— BEGIN —
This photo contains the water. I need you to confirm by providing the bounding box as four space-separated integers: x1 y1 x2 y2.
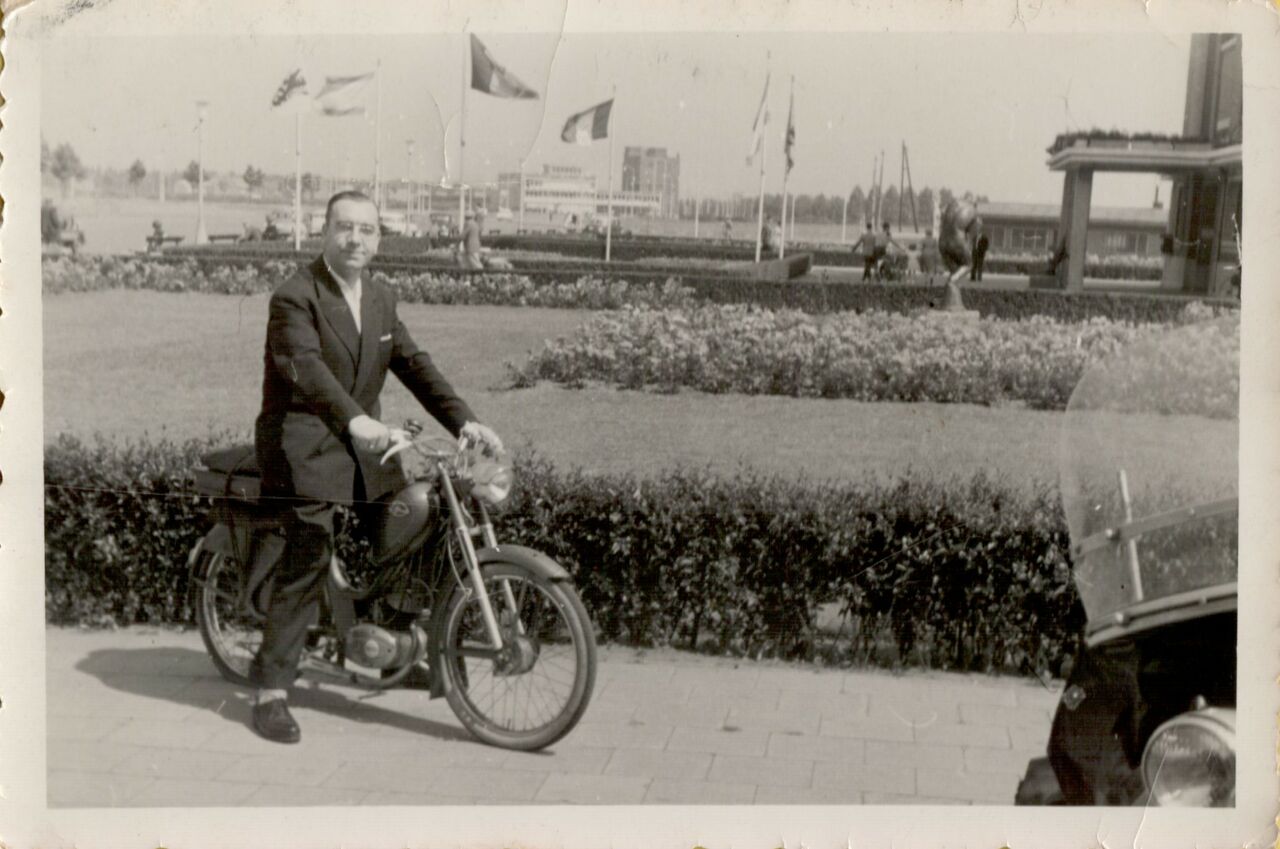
52 197 913 254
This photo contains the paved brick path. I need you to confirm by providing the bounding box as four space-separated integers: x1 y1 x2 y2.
46 627 1057 807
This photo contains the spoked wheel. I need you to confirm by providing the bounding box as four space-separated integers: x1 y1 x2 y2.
196 553 262 686
442 563 595 750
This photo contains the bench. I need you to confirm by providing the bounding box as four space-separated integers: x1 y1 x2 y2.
147 236 183 254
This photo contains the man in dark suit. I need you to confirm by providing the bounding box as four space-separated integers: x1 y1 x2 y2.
969 224 991 280
251 192 502 743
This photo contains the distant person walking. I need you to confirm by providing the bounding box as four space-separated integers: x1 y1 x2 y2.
920 227 940 278
855 222 878 280
969 224 991 280
458 213 484 271
760 218 782 254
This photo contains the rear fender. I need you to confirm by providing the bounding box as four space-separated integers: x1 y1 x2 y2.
476 546 571 581
428 546 572 699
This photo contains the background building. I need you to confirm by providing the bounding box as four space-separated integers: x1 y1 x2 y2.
978 202 1169 257
622 147 680 218
498 164 662 225
1048 33 1244 295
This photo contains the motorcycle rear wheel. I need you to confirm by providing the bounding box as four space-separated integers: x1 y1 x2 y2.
196 552 262 686
440 562 595 752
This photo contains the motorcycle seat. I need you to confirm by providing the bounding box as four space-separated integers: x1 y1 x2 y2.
193 443 262 503
200 443 261 478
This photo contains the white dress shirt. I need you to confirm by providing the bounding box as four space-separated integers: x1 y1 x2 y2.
324 260 361 333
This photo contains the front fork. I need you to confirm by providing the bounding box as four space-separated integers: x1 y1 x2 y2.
440 474 516 652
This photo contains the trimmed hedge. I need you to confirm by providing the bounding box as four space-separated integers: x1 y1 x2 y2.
511 305 1240 417
165 234 1164 280
41 257 1239 324
45 437 1083 672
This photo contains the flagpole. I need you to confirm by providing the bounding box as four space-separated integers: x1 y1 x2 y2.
458 40 470 233
840 193 849 245
604 86 618 263
516 160 525 233
196 100 209 245
366 59 383 209
293 109 302 254
755 133 769 263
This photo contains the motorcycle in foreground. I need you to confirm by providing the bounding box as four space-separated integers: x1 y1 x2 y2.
1016 316 1239 807
188 423 596 750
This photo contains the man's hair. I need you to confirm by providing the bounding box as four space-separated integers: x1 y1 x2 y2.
324 188 380 225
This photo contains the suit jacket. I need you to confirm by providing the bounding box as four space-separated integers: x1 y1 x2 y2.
255 257 475 503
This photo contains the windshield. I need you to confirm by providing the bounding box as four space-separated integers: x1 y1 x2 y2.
1060 314 1240 639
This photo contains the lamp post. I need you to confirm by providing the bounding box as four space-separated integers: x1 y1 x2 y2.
196 100 209 245
404 138 413 222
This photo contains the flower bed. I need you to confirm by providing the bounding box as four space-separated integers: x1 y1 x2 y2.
45 437 1082 672
512 306 1239 410
42 255 1236 323
42 257 692 310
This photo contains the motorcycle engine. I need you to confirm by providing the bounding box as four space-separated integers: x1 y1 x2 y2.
346 622 416 670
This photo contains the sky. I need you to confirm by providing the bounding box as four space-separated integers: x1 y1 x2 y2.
41 32 1190 206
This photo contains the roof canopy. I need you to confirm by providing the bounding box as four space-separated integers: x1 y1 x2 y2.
1048 142 1240 175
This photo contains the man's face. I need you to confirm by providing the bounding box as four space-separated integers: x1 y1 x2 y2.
324 198 379 277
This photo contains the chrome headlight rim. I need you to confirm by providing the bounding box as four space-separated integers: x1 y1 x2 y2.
1142 707 1236 807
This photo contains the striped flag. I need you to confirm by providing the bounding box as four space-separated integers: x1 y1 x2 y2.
561 97 613 145
316 72 374 117
271 68 307 109
471 36 538 100
746 72 769 166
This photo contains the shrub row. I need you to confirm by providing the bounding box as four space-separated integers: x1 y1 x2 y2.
513 305 1239 416
166 234 1164 280
42 256 1236 323
45 437 1080 672
44 257 692 310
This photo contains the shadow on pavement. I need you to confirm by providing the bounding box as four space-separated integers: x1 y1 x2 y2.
76 648 480 745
— END —
■ Set problem
Reproduce every item above word for word, and leave the pictures out of your copy.

■ Right answer
This photo contains the water. I need you to confirm by providing the bounding box as four space-separated integers: x1 y1 x2 y2.
52 197 913 254
This photo contains the paved brick path. I need you to confirm by providing the bounding box as four space-separated integers: x1 y1 x2 y2.
46 627 1057 807
This photo contains the spoked wheel. I need you to confirm by providing the bounding box as four space-separated integers: x1 y1 x2 y2.
196 553 262 686
442 563 595 750
This photo contains the bench. I need you to confirm by providing the bounding box as four space-separated integers: x1 y1 x2 y2.
147 236 183 254
This photo contains the man in dark suit. I need you to confirm by providing the bounding box as four space-separated integers: x1 y1 x2 y2.
969 224 991 280
251 192 502 743
This photo contains the distant person walking. I need you to confirm by providing the bounding box as four space-separated integers: x1 y1 x2 y2.
920 227 940 278
855 222 878 280
969 224 991 280
458 213 484 271
760 218 782 254
This photo contains the rear fender. I need you to confirm by providing the bounding box as four space-separated integers: x1 y1 x2 y2.
476 546 571 581
428 546 572 699
This photo contains the background building. I need you to confirm by providing the bounding box as four space-separated integers: x1 y1 x2 y2.
978 202 1169 257
622 147 680 218
498 164 662 225
1048 33 1244 295
This photo contains the motorcycle rear wheel. I need you to confirm by providing the bounding box as four space-separated integers: x1 y1 x2 y2.
196 552 262 686
440 562 595 752
This photo contains the motorcycle seat. I need you to confirm by providing the bounding box as four space-separated integers: x1 y1 x2 y2.
193 443 262 503
200 443 261 478
This photo contains the white dress shirt. I need you to confirm by providing the bounding box as four space-separated integers: x1 y1 x2 y2.
324 260 361 333
This photo contains the front fork. I need you to confirm by providing the bounding box as four space-separated integers: x1 y1 x2 y2.
440 474 516 652
This photo contains the trimmed hedge. I need you to confirm by providing the bounding box as four space-separated integers: x1 y1 x2 y2.
511 305 1240 417
165 234 1164 280
41 257 1239 324
45 437 1083 672
This photo contains the flagpole. I need you to confirm by providing the bounding box as four space-separated integers: x1 y1 x2 y2.
458 40 470 233
840 193 849 245
604 86 618 263
516 160 525 233
196 100 209 245
366 59 383 209
293 109 302 254
755 133 769 263
This photo contains the motorcycle in foreground. I need you to confirm by providing the bounding box as four space-separated integers: x1 y1 x2 y2.
1016 316 1239 807
188 423 596 750
This photo contains the man's hair. I need you to confirm by providing the bounding box as four space-separated integers: x1 y1 x2 y2.
324 188 380 225
This photo contains the suit jacket. I need you to confirm by providing the bounding box as four space-separated integers: x1 y1 x2 y2.
255 257 475 503
This photo contains the windshield. I need you to confirm by providing the bounding box as four space-separated integers: x1 y1 x2 y2.
1060 314 1240 639
This photo contains the lamp post. I need you to confirm by providing the bounding box as four space-separated integers: x1 y1 x2 y2.
196 100 209 245
404 138 413 222
This photo contains the flower bed. I need you to confirm by providing the bounding box as four space-separated integers: x1 y1 x2 y2.
45 437 1082 672
512 306 1239 410
42 255 1236 323
42 257 692 310
This photo contains the motorcycle engine. I need you to confirm by providing the bounding box as four space-separated integers: x1 y1 x2 y2.
346 622 416 670
This photo contains the sky. I need you to confirm by providing the bounding box as four space-separated integers: x1 y1 x2 y2.
41 32 1190 206
This photo contains the roof canopy. I need you to confirm by providing the bounding box as four space-separated integers: x1 y1 x2 y2.
1048 142 1240 175
This photo contains the man's face. I need you to confirm by providing the bounding box as four space-separated integers: x1 y1 x2 y2.
324 198 379 277
This photo contains the chrome headlight rim. I need you to confirm by providing the bounding box as four space-separated integers: x1 y1 x2 y2.
1142 707 1236 807
This photo contains the striped flag. I need you to confirm by providing the bounding box as four space-separated integers: x1 y1 x2 y2.
561 97 613 145
316 72 374 117
271 68 307 109
471 36 538 100
746 72 769 166
This photo contains the shrub row. I need you to confirm by providing the bounding box as four space-separated integers: x1 y1 x2 y2.
513 305 1239 416
166 234 1164 280
42 256 1236 323
45 437 1080 672
44 257 692 310
This photo contains the shadow on pavement. I need you to confirm by providing the bounding box as four space-separated integers: x1 y1 x2 y2.
76 648 480 745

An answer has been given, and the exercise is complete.